▸ GOAL: Retype the records exactly as they are, starting with the first line and going on through the line that contains "[[20, 748]]".

▸ SOURCE MATERIAL:
════════

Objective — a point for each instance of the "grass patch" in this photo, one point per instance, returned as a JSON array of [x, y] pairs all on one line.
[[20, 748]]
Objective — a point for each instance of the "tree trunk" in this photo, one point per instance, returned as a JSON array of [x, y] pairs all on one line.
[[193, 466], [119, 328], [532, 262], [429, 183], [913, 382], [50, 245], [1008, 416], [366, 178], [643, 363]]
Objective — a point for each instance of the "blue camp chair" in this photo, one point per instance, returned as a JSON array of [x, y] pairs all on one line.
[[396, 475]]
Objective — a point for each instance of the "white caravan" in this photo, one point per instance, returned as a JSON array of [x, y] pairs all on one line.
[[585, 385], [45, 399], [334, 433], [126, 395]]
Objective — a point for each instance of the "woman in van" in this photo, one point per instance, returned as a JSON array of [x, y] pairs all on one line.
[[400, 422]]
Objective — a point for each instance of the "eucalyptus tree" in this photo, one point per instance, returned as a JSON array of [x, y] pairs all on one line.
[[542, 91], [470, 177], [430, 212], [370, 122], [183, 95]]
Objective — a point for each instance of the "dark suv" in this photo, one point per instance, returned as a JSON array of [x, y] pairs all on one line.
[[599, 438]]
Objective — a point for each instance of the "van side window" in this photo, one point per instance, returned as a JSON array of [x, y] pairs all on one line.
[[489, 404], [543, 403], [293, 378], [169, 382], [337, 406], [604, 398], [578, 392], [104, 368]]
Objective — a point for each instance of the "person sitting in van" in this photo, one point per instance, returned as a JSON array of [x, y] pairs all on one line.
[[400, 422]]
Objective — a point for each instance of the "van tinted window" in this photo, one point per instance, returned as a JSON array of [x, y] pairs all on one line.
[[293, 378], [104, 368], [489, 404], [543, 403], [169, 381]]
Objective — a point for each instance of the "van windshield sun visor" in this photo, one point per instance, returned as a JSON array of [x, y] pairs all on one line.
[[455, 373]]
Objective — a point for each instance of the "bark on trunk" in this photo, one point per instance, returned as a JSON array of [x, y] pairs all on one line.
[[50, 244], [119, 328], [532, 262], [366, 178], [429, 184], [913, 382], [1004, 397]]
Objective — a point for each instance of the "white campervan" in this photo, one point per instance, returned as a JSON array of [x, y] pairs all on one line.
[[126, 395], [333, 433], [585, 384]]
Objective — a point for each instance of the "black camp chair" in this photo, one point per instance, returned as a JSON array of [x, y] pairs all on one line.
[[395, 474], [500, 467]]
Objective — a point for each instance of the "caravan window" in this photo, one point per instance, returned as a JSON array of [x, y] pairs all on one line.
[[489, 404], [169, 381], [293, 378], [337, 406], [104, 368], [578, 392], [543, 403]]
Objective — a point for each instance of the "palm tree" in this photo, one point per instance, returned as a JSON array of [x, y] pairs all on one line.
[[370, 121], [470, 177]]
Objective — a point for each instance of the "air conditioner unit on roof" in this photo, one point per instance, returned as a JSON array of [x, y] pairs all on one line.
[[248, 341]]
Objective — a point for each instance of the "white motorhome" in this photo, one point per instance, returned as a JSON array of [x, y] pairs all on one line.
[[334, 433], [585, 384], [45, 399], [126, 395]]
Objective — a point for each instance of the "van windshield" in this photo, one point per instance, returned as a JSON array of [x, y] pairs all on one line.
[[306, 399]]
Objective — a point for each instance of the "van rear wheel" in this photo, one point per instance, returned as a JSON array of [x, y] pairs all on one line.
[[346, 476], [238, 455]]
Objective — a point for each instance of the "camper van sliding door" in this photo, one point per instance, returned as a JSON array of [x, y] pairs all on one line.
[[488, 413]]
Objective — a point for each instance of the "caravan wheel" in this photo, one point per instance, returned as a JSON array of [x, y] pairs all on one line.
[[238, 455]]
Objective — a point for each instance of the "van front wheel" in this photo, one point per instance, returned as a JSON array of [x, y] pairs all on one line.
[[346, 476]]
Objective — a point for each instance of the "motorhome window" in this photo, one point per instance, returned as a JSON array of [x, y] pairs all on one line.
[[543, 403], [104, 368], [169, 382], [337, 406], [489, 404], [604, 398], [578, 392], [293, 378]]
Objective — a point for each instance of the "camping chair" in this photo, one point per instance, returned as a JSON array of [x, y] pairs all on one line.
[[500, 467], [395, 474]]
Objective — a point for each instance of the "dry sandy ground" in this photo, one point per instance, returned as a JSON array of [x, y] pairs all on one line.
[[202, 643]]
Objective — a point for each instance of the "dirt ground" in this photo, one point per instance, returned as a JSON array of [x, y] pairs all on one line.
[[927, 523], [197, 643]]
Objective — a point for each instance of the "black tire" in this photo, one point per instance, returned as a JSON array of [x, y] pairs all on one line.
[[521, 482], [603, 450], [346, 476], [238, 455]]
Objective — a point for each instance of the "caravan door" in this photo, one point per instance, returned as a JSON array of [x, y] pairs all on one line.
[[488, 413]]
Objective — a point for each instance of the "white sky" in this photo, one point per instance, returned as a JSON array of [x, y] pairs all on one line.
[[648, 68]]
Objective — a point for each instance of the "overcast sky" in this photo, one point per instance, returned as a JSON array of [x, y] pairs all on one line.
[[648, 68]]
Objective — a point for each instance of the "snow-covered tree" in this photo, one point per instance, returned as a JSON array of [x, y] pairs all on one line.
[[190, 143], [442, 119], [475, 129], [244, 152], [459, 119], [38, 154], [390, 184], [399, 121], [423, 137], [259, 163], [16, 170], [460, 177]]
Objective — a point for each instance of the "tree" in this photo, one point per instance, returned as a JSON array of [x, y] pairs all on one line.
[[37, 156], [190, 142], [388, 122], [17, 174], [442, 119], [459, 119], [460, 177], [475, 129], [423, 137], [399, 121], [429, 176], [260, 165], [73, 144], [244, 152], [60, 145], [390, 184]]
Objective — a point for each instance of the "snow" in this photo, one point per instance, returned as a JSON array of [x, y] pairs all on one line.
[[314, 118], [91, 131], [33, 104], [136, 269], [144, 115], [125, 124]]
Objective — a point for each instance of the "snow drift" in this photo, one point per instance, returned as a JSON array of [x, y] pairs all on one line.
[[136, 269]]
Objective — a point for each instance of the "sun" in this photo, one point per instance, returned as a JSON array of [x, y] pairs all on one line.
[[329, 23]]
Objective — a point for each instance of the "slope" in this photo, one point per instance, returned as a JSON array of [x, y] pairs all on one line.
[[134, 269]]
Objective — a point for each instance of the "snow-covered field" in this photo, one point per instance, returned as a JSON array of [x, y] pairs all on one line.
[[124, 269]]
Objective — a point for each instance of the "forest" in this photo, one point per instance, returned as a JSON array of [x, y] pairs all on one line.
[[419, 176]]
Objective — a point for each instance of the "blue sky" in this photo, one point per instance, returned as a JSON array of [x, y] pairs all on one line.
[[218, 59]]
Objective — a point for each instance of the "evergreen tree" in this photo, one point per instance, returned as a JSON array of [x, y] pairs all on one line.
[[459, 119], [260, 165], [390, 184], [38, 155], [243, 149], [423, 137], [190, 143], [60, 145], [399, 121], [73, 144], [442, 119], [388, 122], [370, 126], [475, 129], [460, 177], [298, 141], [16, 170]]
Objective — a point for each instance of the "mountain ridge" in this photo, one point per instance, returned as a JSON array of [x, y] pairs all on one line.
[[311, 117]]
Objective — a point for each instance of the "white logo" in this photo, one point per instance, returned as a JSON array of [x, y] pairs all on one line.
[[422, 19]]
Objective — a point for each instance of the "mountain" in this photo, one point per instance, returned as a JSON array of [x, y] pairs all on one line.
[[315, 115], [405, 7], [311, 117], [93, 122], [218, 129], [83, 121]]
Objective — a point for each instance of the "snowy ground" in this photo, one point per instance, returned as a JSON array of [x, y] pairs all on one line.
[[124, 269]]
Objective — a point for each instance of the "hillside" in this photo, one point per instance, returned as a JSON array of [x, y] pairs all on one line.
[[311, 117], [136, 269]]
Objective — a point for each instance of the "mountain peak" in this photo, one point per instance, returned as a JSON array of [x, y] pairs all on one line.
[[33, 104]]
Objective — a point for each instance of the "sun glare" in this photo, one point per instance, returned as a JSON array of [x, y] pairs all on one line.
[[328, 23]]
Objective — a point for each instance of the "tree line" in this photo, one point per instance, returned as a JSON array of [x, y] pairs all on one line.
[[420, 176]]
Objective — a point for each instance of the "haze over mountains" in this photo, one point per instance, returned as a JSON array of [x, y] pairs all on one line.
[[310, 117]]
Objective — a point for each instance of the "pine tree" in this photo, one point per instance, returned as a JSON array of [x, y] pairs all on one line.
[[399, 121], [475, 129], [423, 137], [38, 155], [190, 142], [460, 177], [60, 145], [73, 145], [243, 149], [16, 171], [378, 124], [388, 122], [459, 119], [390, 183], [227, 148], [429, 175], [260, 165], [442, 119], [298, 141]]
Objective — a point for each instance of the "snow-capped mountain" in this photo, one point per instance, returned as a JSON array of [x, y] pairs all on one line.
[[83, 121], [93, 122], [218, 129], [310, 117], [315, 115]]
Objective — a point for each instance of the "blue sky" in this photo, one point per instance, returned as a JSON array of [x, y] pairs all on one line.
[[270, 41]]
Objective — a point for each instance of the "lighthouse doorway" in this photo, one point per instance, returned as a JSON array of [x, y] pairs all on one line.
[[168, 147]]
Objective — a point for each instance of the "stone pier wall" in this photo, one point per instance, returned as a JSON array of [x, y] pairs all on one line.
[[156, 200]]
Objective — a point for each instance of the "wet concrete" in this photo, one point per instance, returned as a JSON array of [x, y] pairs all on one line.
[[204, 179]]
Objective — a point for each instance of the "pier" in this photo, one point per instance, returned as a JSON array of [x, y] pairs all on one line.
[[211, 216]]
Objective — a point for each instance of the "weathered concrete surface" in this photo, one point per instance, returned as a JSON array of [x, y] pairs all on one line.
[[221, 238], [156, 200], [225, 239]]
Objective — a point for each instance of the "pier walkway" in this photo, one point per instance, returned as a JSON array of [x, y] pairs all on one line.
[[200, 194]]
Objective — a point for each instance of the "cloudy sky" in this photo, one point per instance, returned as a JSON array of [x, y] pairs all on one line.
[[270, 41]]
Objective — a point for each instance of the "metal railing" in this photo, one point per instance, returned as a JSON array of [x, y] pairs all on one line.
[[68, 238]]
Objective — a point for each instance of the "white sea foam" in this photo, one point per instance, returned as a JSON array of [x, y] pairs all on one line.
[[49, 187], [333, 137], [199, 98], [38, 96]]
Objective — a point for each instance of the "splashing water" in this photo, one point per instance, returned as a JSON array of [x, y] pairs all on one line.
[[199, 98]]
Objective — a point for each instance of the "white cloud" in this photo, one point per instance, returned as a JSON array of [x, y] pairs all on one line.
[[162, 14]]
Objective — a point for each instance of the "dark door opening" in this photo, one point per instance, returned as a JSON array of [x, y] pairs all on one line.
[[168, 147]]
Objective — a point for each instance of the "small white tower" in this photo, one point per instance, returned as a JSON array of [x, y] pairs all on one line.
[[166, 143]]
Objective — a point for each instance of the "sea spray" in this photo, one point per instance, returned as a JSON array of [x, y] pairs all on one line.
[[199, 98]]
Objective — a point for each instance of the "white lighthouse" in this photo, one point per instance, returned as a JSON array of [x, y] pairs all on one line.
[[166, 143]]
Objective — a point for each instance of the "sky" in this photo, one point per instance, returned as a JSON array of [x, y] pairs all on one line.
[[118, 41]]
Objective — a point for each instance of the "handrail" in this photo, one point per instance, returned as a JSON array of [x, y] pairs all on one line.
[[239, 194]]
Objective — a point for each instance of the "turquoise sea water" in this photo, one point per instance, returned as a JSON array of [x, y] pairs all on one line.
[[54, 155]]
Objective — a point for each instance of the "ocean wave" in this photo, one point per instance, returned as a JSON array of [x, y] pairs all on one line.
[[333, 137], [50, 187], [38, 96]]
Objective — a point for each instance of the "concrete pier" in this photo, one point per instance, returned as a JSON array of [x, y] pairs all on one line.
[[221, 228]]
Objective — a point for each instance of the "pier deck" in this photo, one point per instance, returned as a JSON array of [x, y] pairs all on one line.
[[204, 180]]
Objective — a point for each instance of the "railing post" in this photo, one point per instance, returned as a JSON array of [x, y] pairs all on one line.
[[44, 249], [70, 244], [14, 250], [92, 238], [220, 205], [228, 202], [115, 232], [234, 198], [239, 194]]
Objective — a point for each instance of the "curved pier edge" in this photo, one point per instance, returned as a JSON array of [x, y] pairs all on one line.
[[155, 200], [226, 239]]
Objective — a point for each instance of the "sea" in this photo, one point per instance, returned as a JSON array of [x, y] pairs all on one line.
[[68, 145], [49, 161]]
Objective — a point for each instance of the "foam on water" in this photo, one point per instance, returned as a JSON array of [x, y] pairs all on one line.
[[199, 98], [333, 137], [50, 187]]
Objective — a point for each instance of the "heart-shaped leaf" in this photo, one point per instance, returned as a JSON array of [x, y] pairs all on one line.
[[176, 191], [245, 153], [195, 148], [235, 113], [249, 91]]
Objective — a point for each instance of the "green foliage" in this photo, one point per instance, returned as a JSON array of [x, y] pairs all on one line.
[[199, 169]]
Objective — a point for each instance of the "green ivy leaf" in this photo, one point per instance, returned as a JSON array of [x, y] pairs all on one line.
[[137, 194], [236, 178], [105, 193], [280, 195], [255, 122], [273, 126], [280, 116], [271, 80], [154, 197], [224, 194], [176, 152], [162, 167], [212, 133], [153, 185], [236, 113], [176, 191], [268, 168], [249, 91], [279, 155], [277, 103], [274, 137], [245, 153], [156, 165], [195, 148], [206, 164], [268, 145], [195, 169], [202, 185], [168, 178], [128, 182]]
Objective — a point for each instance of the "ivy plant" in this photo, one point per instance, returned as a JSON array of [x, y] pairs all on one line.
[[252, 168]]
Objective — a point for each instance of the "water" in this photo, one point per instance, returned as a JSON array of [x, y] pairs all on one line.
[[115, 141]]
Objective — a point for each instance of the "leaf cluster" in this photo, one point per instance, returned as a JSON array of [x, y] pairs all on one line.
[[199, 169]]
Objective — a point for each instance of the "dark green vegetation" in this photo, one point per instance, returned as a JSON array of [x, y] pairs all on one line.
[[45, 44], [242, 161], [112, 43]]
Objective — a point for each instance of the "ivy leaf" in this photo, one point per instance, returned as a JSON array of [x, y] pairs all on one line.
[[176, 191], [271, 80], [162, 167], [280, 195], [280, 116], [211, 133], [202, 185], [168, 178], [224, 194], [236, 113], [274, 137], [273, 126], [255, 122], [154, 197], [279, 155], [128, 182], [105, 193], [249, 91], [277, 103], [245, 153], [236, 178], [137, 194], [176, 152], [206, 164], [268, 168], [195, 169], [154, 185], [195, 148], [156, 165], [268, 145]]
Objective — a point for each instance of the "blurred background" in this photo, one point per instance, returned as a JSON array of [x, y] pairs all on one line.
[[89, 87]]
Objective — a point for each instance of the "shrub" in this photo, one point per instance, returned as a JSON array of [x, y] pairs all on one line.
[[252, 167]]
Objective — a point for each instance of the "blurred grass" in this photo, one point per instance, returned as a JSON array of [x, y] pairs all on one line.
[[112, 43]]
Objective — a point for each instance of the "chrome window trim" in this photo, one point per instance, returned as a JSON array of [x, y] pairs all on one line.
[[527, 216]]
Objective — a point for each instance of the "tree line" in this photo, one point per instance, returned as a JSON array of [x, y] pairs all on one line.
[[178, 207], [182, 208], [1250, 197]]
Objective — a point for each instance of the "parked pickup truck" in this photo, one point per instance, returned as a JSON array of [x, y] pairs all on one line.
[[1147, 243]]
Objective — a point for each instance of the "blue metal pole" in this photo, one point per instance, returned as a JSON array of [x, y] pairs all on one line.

════════

▸ RESULT OF THE TASK:
Objective — a point for each instance of the "grass patch" in this photo, one point per instance, returned as a JSON array of [x, y] pairs all on one line.
[[20, 748]]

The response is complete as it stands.